Below is a listing; retype exactly the lines between the one containing "foliage real quick" and the one containing "building real quick", inclusive, minus the pictures.

(Listed entries Opens)

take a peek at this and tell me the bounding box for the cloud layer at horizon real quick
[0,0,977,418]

(Listed entries Closes)
(Listed entries Opens)

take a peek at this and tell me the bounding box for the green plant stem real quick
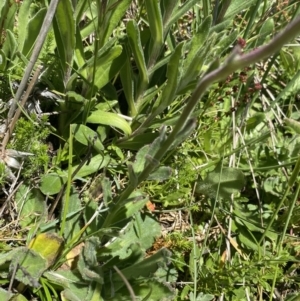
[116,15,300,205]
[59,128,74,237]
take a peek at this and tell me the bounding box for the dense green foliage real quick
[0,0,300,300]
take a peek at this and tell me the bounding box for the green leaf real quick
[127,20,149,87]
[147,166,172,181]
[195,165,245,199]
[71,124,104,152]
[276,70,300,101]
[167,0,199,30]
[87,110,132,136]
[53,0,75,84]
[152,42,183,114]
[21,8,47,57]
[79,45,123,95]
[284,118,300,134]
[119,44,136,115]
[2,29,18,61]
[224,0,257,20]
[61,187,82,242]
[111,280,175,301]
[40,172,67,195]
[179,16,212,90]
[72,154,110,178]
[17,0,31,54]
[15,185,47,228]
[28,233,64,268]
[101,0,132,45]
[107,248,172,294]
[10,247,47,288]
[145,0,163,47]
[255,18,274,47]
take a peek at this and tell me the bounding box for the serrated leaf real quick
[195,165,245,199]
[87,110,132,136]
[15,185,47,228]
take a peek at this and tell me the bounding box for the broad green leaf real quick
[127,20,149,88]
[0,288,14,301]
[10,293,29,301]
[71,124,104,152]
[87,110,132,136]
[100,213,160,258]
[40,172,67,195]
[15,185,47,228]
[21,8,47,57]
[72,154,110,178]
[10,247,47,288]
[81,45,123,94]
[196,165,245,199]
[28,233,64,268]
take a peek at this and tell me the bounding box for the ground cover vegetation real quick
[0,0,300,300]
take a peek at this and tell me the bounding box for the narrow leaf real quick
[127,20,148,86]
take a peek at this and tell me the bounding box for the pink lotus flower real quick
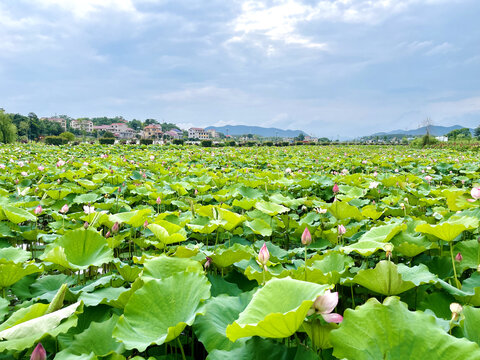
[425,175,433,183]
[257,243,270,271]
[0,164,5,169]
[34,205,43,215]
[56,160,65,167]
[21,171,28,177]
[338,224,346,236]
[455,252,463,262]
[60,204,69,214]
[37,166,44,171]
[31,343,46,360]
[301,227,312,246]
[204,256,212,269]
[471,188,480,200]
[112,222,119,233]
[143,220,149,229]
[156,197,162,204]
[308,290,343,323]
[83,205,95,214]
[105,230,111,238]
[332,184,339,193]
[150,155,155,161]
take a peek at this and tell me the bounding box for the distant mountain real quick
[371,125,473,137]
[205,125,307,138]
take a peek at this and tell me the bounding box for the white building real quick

(Listed entries Closes)
(Listed entries Opens)

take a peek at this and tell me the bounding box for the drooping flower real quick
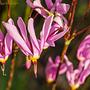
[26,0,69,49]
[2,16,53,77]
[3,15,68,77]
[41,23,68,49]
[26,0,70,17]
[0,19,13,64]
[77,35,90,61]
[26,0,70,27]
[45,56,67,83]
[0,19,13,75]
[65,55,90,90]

(Listed entries Closes)

- Solution for this task:
take a peek at this and tell me the bounding box for the dense green foliage real quick
[0,0,300,300]
take a peek at this and tell me the bounding box for the green leaf real quick
[127,20,149,87]
[147,166,172,181]
[195,165,245,199]
[71,124,104,152]
[276,70,300,101]
[167,0,199,30]
[87,110,132,136]
[53,0,75,84]
[152,42,183,114]
[21,8,47,57]
[79,45,123,95]
[284,118,300,134]
[119,44,136,115]
[2,29,18,61]
[224,0,257,20]
[61,187,82,242]
[111,280,175,301]
[40,172,67,195]
[179,16,212,90]
[72,154,110,178]
[17,0,31,54]
[15,185,47,228]
[28,233,64,268]
[101,0,132,45]
[107,248,172,294]
[10,247,47,288]
[145,0,163,47]
[255,18,274,47]
take a peek at this and tell me the bounding box for the serrated leaf real quick
[195,165,245,199]
[87,110,132,136]
[15,185,47,228]
take a peek at this and tell me the bounding box for the broad green leaf real quick
[127,20,149,88]
[0,288,14,301]
[10,293,29,301]
[71,124,104,152]
[87,110,132,136]
[100,213,160,258]
[40,172,67,195]
[15,185,47,228]
[21,8,47,57]
[72,154,110,178]
[10,247,47,288]
[81,45,123,94]
[196,165,245,199]
[28,233,64,268]
take a peek at this and tell me the bounding box for the ground cover vegetation real quick
[0,0,300,300]
take a peek at this and tell me the bounding box for the narrow leaf real quick
[127,20,148,86]
take a peek at this and tell me the bounding box for the pink lotus flower real quick
[425,175,433,183]
[257,243,270,271]
[0,164,5,169]
[34,205,43,215]
[56,160,65,167]
[21,171,28,177]
[338,224,346,236]
[455,252,463,262]
[60,204,69,214]
[37,166,44,171]
[31,343,46,360]
[301,227,312,246]
[204,256,212,269]
[471,188,480,200]
[112,222,119,233]
[143,220,149,229]
[156,197,162,204]
[308,290,343,323]
[83,205,95,214]
[105,230,111,238]
[332,184,339,193]
[150,155,155,161]
take a peek at this and tell me the bounding box for the distant mountain real quick
[371,125,473,137]
[205,125,307,138]
take a peek at this and tell me the bounding box for the white building real quick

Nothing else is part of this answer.